=== Records to process ===
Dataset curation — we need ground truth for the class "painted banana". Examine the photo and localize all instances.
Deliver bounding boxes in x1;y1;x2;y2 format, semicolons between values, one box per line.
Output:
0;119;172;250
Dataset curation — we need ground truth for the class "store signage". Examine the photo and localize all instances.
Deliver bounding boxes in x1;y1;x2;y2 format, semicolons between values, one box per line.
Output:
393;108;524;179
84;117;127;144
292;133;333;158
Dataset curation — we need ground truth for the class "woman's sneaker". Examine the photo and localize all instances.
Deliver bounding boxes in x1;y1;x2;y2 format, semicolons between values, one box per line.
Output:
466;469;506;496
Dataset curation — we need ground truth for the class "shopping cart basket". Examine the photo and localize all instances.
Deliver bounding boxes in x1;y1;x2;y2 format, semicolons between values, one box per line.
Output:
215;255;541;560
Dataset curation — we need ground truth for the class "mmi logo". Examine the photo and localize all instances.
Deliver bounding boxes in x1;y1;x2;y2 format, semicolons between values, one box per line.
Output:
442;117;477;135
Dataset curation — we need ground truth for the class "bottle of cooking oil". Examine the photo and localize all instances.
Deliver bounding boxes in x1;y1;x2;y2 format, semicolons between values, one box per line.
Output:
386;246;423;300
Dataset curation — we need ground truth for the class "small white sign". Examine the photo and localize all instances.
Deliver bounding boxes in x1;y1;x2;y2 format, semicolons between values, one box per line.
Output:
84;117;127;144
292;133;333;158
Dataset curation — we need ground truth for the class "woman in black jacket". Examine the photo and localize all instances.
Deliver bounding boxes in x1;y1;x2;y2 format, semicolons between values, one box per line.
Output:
===
=== Records to process ===
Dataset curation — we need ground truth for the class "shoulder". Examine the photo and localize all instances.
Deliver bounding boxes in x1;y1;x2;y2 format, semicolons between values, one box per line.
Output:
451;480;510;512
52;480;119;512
===
=== Records to process ===
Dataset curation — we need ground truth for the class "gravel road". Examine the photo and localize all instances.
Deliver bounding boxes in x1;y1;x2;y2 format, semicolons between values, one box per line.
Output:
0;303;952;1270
===
Find each line in the items above that contains the string "curation" and copy those lines out.

Full response:
Dataset curation — we need ground truth for the class "painted banana". Examine the photo and localize all instances.
Dataset curation — we need ground truth for the class "store signage". Examine the photo and localize all instances.
Dataset curation — we need ground truth for the class "woman's sneaker". Examine the photo and localize all instances.
Dataset curation — we need ground truth for the class "shopping cart basket". Examine the photo and localize all instances.
Dataset curation — we need ground truth for the class "mmi logo". Examine the photo and localize all instances.
Dataset curation — we need ground truth for the class "bottle of cooking oil". Examine the photo and localize all instances.
Dataset curation — we need ground truth for the class "small white sign". Examine the photo and localize all instances.
Dataset curation — we need ground truth for the class "woman in black jacket". Examine the photo and localize all instances.
Dataset curation — we need ground truth for the class "shoulder". Examine the photo and localize all instances.
Dataset curation — we need ground truth for the class "gravel road". Examine the photo and localize all instances.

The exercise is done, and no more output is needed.